### What to work on
Reproduce word for word the stretch of entries from the very beginning through the line containing "[(73, 84), (102, 97)]", including that line.

** Start of Data to use **

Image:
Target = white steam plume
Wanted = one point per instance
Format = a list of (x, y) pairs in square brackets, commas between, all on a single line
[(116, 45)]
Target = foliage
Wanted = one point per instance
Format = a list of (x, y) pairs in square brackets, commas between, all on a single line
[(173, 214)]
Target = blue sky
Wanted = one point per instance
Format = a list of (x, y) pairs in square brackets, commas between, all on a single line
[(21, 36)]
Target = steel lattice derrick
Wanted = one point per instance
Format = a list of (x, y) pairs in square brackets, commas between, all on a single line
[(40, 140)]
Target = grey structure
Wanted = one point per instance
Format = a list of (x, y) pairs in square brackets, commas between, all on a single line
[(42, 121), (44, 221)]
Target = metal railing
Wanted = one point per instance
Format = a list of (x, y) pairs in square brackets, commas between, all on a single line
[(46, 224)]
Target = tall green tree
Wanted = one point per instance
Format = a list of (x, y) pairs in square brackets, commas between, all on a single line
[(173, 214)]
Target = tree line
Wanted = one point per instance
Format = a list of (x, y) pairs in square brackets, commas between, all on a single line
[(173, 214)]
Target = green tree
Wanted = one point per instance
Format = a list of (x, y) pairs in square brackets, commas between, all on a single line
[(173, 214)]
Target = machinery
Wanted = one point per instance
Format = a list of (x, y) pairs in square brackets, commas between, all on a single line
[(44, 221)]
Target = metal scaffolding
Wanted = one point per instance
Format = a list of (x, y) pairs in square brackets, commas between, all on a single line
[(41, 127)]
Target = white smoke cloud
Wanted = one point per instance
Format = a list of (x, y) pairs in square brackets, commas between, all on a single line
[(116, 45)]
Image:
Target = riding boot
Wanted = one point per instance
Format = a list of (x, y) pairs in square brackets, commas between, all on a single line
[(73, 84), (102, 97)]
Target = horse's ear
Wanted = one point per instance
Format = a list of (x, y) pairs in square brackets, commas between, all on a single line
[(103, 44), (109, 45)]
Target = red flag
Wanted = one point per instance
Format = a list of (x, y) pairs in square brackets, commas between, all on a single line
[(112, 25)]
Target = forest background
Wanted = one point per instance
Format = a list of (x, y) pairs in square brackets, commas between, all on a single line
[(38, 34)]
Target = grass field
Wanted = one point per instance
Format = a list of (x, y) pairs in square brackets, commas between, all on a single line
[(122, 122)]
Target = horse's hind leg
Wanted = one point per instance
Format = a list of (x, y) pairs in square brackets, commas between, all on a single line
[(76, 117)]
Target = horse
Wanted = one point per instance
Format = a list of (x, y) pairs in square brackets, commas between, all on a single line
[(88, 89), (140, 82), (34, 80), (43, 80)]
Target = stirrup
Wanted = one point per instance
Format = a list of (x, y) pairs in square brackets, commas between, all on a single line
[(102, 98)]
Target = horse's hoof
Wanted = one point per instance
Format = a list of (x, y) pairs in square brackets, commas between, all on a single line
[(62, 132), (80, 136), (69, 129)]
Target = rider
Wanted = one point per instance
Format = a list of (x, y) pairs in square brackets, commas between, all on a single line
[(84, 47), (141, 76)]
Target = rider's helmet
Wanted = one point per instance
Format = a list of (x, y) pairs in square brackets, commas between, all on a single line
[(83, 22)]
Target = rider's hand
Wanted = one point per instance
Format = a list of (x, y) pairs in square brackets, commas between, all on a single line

** End of Data to use **

### Answer to the exercise
Image:
Target = white steam plume
Wanted = one point per instance
Format = a list of (x, y) pairs in square brackets, commas between, all on a single line
[(116, 45)]
Target = foliage
Wanted = one point per instance
Format = a list of (x, y) pairs in square brackets, commas between, all on a single line
[(173, 214)]
Target = blue sky
Wanted = one point per instance
Format = a list of (x, y) pairs in square brackets, commas between, all on a single line
[(21, 36)]
Target = steel lattice derrick
Wanted = one point per instance
Format = a list of (x, y) pairs in square brackets, commas between, all on a single line
[(40, 140)]
Target = grey structure
Wanted = one point per instance
Format = a list of (x, y) pairs in square brackets, commas between, all on a single line
[(42, 121), (44, 221)]
Target = metal railing
Wanted = one point per instance
Format = a list of (x, y) pairs in square brackets, commas between, all on a single line
[(46, 224)]
Target = tall green tree
Wanted = one point per instance
Format = a list of (x, y) pairs in square brackets, commas between, all on a single line
[(173, 214)]
Target = tree line
Wanted = one point per instance
Format = a list of (x, y) pairs in square brackets, commas between, all on a single line
[(173, 214)]
Target = green tree
Wanted = one point per instance
Format = a list of (x, y) pairs in square brackets, commas between, all on a single line
[(173, 214)]
Target = machinery
Wanted = one point per instance
Format = a list of (x, y) pairs in square brackets, commas between, all on a single line
[(44, 221)]
Target = metal scaffolding
Wanted = one point per instance
Format = a list of (x, y) pairs in square brackets, commas between, all on a single line
[(41, 127)]
Target = white smoke cloud
Wanted = one point per instance
Format = a list of (x, y) pairs in square brackets, commas between, all on a single line
[(116, 45)]
Image:
Target = riding boot
Wanted = one point per instance
Format = a list of (x, y) pairs in square brackets, commas between, all on a single line
[(73, 84), (102, 97)]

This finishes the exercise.